■ **PROBLEM STATEMENT**
Extend the discussion of the Discovery episode and the Mueller report, starting right after its final sentence.

■ **TEXT BLOCK**
------------------------------------------------------------------------
According to Robert Mueller’s report, it did not find Any US officials or Trump campaign members knowingly conspired with the government of Russia. I think knowingly is the key term there. Mueller drew no conclusions about whether Trump illegally obstructed justice, however. This is reported by Reuters and the New York Times.

Also in the news, Attorney General William Barr released the principles Conclusions of Mueller’s investigation in a four page public letter to the Congress Judiciary Committee leadership, as reported by Fox News and the Washington Post. And I think these, this story, the Mueller investigation, the ongoing debate around what happened in the 2016 election, the echoing claims as reverberated into the future in the 2020 elections.

This episode of Discovery, of course, could not have been. inclusive of a mindset from the 2020 elections. But I think what we’re seeing within this episode, these two episodes is a kind of in the zeitgeist questioning of, can you recognize your enemy when they are in front of you? Who are the villains in our midst?

And are we fighting with an individual or are we fighting symptoms? And are we fighting with somebody with a purpose? These are the questions I think that came out of the era of the 2016 elections, and I think they’re on full display here for better or worse. And for me, one of the things that was evident was a kind of like a foregone conclusion that you will not recognize the enemy in your midst.

And you may not be able to even identify ever who that enemy is because I found myself watching this. And thinking, the writing is kind of devoid of an antagonist. And I don’t feel like it serves it well. One of the commenters at the beginning of this episode that Matt shared was the one who raised the question of, is the AI just a MacGuffin?

And with these episodes, I continue to have that feeling. Like they’re more involved in telling a story about characters reacting to each other based on deeper past relationships than they are with what is happening in front of them, which means they don’t even know truly what is going on in the AI. Is the AI behaving the way it is because of a malfunction?
------------------------------------------------------------------------
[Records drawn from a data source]
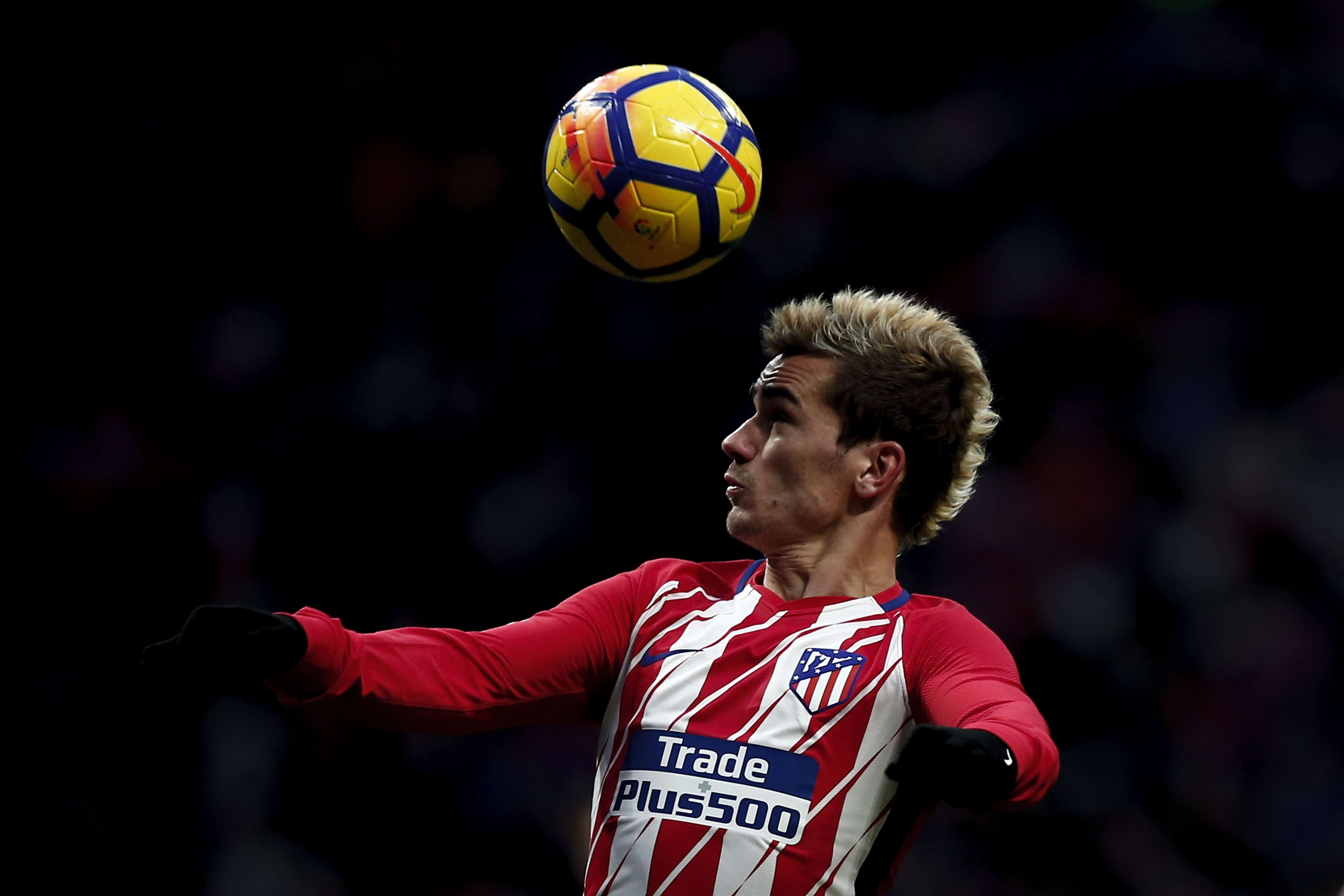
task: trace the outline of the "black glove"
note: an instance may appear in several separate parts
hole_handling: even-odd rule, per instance
[[[249,607],[196,607],[181,631],[141,653],[151,678],[227,682],[278,676],[308,652],[304,627],[290,617]]]
[[[1017,783],[1017,758],[980,728],[917,725],[887,776],[926,802],[943,799],[981,813]]]

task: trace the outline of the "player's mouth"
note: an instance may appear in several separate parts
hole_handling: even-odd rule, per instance
[[[746,484],[742,480],[734,477],[730,473],[724,473],[723,474],[723,481],[728,484],[728,488],[724,489],[724,494],[728,496],[730,501],[732,498],[738,497],[739,494],[746,493],[746,490],[747,490]]]

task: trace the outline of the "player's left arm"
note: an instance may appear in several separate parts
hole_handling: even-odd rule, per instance
[[[1059,751],[1003,641],[961,604],[910,614],[905,670],[917,728],[888,774],[934,798],[1023,809],[1059,776]]]

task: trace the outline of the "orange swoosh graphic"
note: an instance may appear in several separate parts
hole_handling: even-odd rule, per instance
[[[715,141],[712,137],[706,137],[704,134],[702,134],[695,128],[687,126],[687,125],[681,125],[681,126],[685,128],[687,130],[689,130],[692,134],[695,134],[700,140],[703,140],[704,142],[710,144],[710,148],[714,149],[714,152],[716,152],[720,156],[723,156],[723,161],[728,163],[728,168],[732,169],[732,173],[738,176],[738,180],[741,180],[743,188],[746,188],[746,191],[747,191],[746,199],[743,200],[743,203],[741,206],[738,206],[737,208],[732,210],[732,214],[734,215],[741,215],[742,212],[750,210],[751,206],[755,203],[755,180],[751,179],[751,173],[747,171],[747,167],[743,165],[741,161],[738,161],[737,156],[734,156],[727,149],[724,149],[722,145],[719,145],[719,142]]]

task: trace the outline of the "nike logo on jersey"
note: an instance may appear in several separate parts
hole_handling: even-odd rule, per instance
[[[640,665],[641,666],[652,666],[659,660],[667,660],[673,653],[700,653],[700,649],[699,647],[694,647],[694,649],[687,647],[684,650],[668,650],[667,653],[645,653],[644,658],[640,660]]]

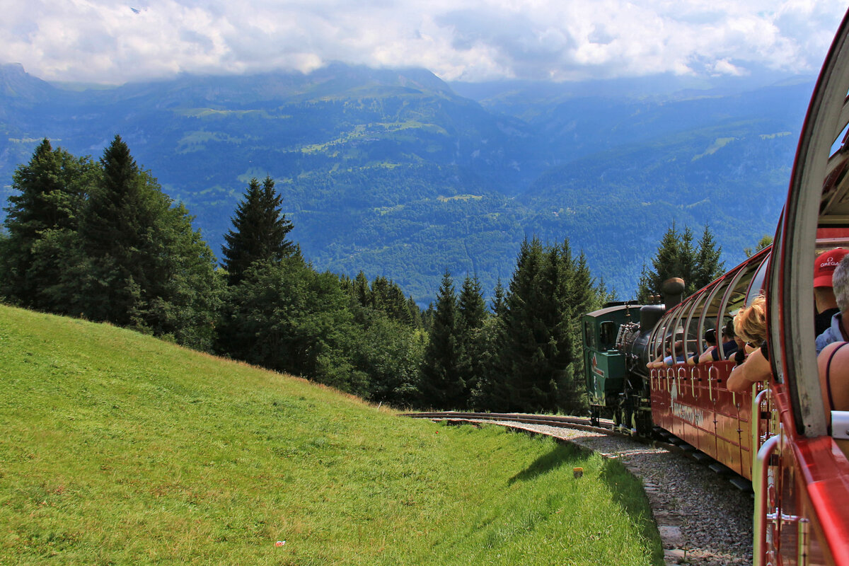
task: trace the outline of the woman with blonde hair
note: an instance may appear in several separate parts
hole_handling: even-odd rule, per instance
[[[748,356],[745,348],[737,350],[737,367],[728,376],[726,386],[729,391],[746,391],[752,384],[768,378],[773,372],[767,350],[767,300],[762,294],[739,310],[734,317],[734,332],[745,345],[754,350]]]

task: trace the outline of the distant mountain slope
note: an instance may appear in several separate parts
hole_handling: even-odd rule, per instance
[[[639,480],[551,439],[400,418],[305,379],[3,305],[0,345],[3,564],[662,557]],[[565,490],[575,466],[582,489]],[[597,513],[527,520],[578,507]],[[591,536],[571,554],[545,543]]]
[[[626,297],[673,218],[709,222],[736,262],[774,230],[811,91],[461,89],[476,102],[416,69],[98,90],[0,69],[0,196],[42,137],[97,158],[120,133],[214,251],[250,178],[270,175],[316,266],[385,275],[424,303],[446,268],[487,292],[506,282],[535,233],[570,238]]]

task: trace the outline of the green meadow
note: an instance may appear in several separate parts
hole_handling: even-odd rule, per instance
[[[662,563],[616,462],[107,325],[0,306],[0,564]]]

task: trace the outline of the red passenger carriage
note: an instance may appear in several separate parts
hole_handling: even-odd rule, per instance
[[[706,328],[767,295],[768,382],[732,393],[726,361],[649,377],[655,424],[752,480],[756,564],[849,566],[849,462],[835,441],[849,431],[829,426],[849,414],[827,414],[822,401],[812,283],[818,252],[849,247],[847,21],[812,98],[773,245],[666,311],[646,345],[649,359],[678,340],[673,356],[700,353]]]

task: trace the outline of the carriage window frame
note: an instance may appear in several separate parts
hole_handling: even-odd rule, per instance
[[[610,335],[610,339],[605,339]],[[599,350],[612,350],[616,345],[616,323],[602,321],[599,324]]]

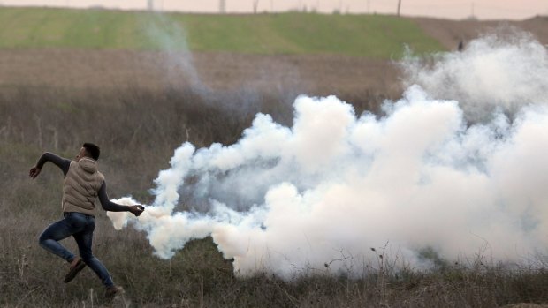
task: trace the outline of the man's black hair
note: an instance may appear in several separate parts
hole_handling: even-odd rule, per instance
------------------------------------------------------------------------
■ **ANSWER TO THE EXERCISE**
Is it behaving the way it is because of something nefarious? Ultimately, it’s like that doesn’t matter. What matters is that it’s thrust these people into danger, and it’s forced them to come to terms with hurts from their past. And I found myself thinking, Does this feel like Star Trek to me? Again and again.

What did you think about that question? Does this feel like Star Trek to you?

Oh, man. On the A. I. McGuffin aspect of, of that,

I’m torn because the AI up until this point really has no, don’t take this literally, it doesn’t have a face. It’s not on screen. It’s not talking to us, the viewer. So it is kind of a MacGuffin. This kind of goes back to college for me. Uh, in theater. It’s kind of like when you have a character that is being talked about again and again and again by all the characters on stage for the first act, the second act, and they don’t walk on stage until the third act, but all those things that have been said and all the things that those characters are doing and they’re They’re contorting themselves because they’re concerned about character X you’ve never seen and, and you can see what the motive is causing different shifts and motivations of the characters you are watching.

And then by the time that character does come on screen, there’s so much gravitas to them because so much has been established by the time they show up. I feel like that’s what they were trying to do. in this with the AI being off screen like we’re watching all of these machinations and contortions that everybody’s trying to do to stay ahead of control because control is like this dangerous crazy AI that we’ve never actually seen or really heard yet.

Uh, and by the time that it shows up in the second part of this series we’re talking about, I think it kind of short changes it. Um, it was, I don’t think it’s, it’s a technique that’s used all the time, but it was not well executed here. Um, so I do think that it kind of hurt the, the impact of what was happening.

Um, and because of that, it doesn’t feel, didn’t feel Star Trek to me. It didn’t feel like there was the, the impact of what’s happening in the universe and what the, the, they keep using that thing of like all sentient life is going to be erased. It feels like a hollow threat. Because we’ve never seen the AI yet.

We really haven’t seen it rear its ugly face yet. It’s just kind of like, is it really a problem? Is the future? You know, immutable, like, like what, it just kind of comes across like a limp noodle. It’s like, it doesn’t quite have the impact I think they were hoping for. And they were using it as a kind of cheat card, uh, for the storytelling.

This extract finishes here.